**Available data**.
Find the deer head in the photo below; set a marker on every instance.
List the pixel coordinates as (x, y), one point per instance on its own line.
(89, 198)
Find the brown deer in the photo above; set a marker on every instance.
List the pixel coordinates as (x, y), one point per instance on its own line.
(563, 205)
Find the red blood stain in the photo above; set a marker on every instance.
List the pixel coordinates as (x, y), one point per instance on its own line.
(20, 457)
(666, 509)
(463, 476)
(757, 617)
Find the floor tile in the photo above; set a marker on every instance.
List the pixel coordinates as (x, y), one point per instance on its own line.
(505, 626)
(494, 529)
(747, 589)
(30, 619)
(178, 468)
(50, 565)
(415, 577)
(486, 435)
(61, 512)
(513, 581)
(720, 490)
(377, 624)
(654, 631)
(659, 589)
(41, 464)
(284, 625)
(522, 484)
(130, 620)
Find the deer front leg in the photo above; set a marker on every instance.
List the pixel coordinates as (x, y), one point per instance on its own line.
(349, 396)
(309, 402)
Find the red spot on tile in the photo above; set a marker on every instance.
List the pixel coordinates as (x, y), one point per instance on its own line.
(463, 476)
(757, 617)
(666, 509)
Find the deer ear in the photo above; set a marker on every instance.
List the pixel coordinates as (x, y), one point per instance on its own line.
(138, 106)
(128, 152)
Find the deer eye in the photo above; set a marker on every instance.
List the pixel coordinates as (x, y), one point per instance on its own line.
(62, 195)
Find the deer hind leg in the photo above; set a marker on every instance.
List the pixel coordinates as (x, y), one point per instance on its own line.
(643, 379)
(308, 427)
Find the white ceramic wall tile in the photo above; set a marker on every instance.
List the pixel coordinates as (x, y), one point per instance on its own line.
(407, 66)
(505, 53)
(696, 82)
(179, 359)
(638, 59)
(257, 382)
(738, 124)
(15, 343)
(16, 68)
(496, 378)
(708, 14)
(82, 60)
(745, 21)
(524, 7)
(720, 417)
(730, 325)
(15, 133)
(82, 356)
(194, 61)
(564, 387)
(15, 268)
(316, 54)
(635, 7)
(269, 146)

**Task prompt**.
The records above should be returned exactly.

**Worked answer**.
Find the deer head in the photo below; set a marker on every instance.
List the pixel coordinates as (x, y), one point per instance on its own line.
(89, 198)
Find the brown deer in the photo above; set a marker on every instance.
List the pixel coordinates as (x, y), one point per instance on its own line.
(563, 205)
Find the red blood stain in the photo above; set a marker on every instance.
List the pixel coordinates as (x, y), one point per instance on its own line.
(20, 457)
(666, 509)
(463, 476)
(757, 617)
Find the floor tile in the photo above; set a marker on every instance.
List the pixel coordinates as (x, y), one point per instance on its own line.
(505, 626)
(494, 529)
(747, 589)
(30, 619)
(178, 468)
(50, 565)
(415, 577)
(486, 435)
(61, 512)
(513, 581)
(720, 490)
(377, 624)
(654, 631)
(659, 589)
(41, 464)
(284, 625)
(522, 484)
(130, 620)
Find the deer front leg in the photo above; set a marker on every instance.
List the pixel coordinates as (x, y), one point per instance on its own line.
(349, 396)
(309, 402)
Find the red spot on tile in the photo above; set a marker on every instance.
List the pixel coordinates as (x, y), one point per instance on its own line.
(463, 476)
(757, 617)
(666, 509)
Find the deer ear in the photo above; set a marker on every instance.
List the pixel coordinates as (x, y), one point per instance on its own line.
(138, 106)
(128, 152)
Find the deer eye in the photo above; set a marker on every instance.
List the pixel coordinates as (x, y), one point per instance on its own line.
(62, 195)
Find the deer hind leg in the photo above; set a marker on every instance.
List the pixel coordinates as (x, y), one point per instance on its own line.
(643, 379)
(308, 427)
Find the white ceramic wall tile in the photo above; set a marker on every instance.
List the pixel coordinates as (x, y), one point per instance on its own line.
(407, 66)
(505, 53)
(696, 82)
(179, 359)
(638, 59)
(257, 382)
(738, 124)
(15, 343)
(16, 68)
(496, 378)
(708, 14)
(82, 60)
(745, 21)
(524, 7)
(720, 417)
(730, 325)
(15, 133)
(82, 356)
(194, 61)
(564, 387)
(15, 268)
(316, 54)
(635, 7)
(269, 146)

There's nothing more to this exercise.